-- Задание 1 --
Кто, согласно фрагменту о мистицизме материнства, уравновесил своей непорочностью изначальный порок человека?
-- Задание 2 --
Пожалуйста, допишите следующую часть фрагмента о мистицизме материнства, начав сразу после его последнего предложения.

━━━━━ Фрагмент документа

Сознание человека, сталкивавшееся с фактом материнства и оказывавшееся неспособным объяснить его логически, объясняло материнство мистически. Таким образом, материнство создавало ореол чуда вокруг женщины, и, соответственно, порождало во многом благоговейное, во многом мистическое отношение к ней. В ряде мистических культов и религий образу женщины - чудесному и непостижимому - отводится особая роль. В качестве примера можно привести Еву - прародительницу людей в иудейской и христианской традиции, а также Деву Марию - непорочно зачавшую,, и ставшую Богоматерью, уравновесившую своей непорочностью изначальный порок человека, и сделавшую возможным его упразднение. Неслучайно иудео-христианские, канонические и апокрифические, образы связаны не только с женщинами, но с женщинами в их связи соотнесении с материнством: соответствующими ему загадочностью, слабостью, зависимостью, особостью.
3. Другим аспектом таинственности и непостижимости материнства стало отношение к нему как к мистическому процессу воспроизведения, и, как следствие, выживания человеческого рода. Только женщина способна породить новые поколения. Без женщины нет будущего. Отсюда зафиксированное в некоторых культурах особое отношение к женщине как к источнику плодородия, к источнику самой жизни.
На определенных этапах развития ряда культур, для которых особое значение приобретала проблема фактического выживания, половая принадлежность женщин, которая так или иначе символизировала плодородие, богатство, даже и природу, порождающую себя самое, и всё живое, становилась объектом поклонения.
4. Говоря о христианской традиции, нельзя не отметить того, что в более поздний период христианской цивилизации половая принадлежность стала основанием для демонизации женщин, по принципу отвержения мистического иного. Причиной неприятия мистического иного стали, скорее всего, упадок, либо отсутствие обще-религиозной грамотности. Мистицизм материнства в данном случае обернулся против женщин, как социальной группы, привел к остракизму в отношении женщин.
Изначально связанный с материнством, на поздних этапах развития христианской цивилизации мистицизм женщины существует уже отдельно от ее способности к рождению и воспитанию детей. Данное обстоятельство нашло свое выражение в особом отношении к женщине в религиозной практике: вначале во властном, императивном отношении к женщине как к ведьме, носительнице темных сил, фиксирующемся в период средневековья в католической религиозной традиции ; позднее - в особой роли, отводимой женщине в сатанинских культах.

━━━━━━━━━━
━━━━━ Извлечённые строки

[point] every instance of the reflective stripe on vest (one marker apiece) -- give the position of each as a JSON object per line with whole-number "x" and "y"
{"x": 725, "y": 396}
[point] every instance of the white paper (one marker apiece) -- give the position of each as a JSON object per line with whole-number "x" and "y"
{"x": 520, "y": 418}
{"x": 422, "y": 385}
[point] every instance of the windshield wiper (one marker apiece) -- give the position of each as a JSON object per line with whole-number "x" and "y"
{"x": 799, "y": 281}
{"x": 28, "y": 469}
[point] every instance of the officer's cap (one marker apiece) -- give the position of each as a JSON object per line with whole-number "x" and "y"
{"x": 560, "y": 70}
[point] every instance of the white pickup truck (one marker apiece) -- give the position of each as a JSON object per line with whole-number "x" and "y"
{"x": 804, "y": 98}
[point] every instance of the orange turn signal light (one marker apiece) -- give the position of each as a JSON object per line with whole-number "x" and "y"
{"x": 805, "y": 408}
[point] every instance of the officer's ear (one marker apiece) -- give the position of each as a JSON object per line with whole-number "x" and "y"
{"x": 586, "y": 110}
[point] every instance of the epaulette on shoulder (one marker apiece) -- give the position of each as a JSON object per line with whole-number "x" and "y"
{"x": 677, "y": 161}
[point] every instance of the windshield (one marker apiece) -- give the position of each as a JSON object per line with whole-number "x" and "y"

━━━━━━━━━━

-- Верный ответ 1 --
Дева Мария.

-- Верный ответ 2 --
Речь здесь о женщине исключительно в ее телесном, предметном выражении. В частности, само тело женщины выступает как символом женщины - как стихии. Женщина становится тождественной самой себе физической, однако превосходит свои границы, поскольку ее физическое понимается абстрактно - как выражение определенной силы природы человека - как правило, темной силы . В этом смысле, в частности, можно понимать стихотворение В.Я. Брюсова - «Ты женщина и этим ты права», и а также соответствующие искания в данной области деятелей символизма, французского и российского, деятелей серебряного века. Ярким примером является французская живопись конца девятнадцатого века. Творчество таких художников как Дега, Жерве, Моро, Лотрек, Гоген, Сёра, Мосса исполнены отождествления сакрального женщины с ее телом, - становящимся неподконтрольной загадочной силой.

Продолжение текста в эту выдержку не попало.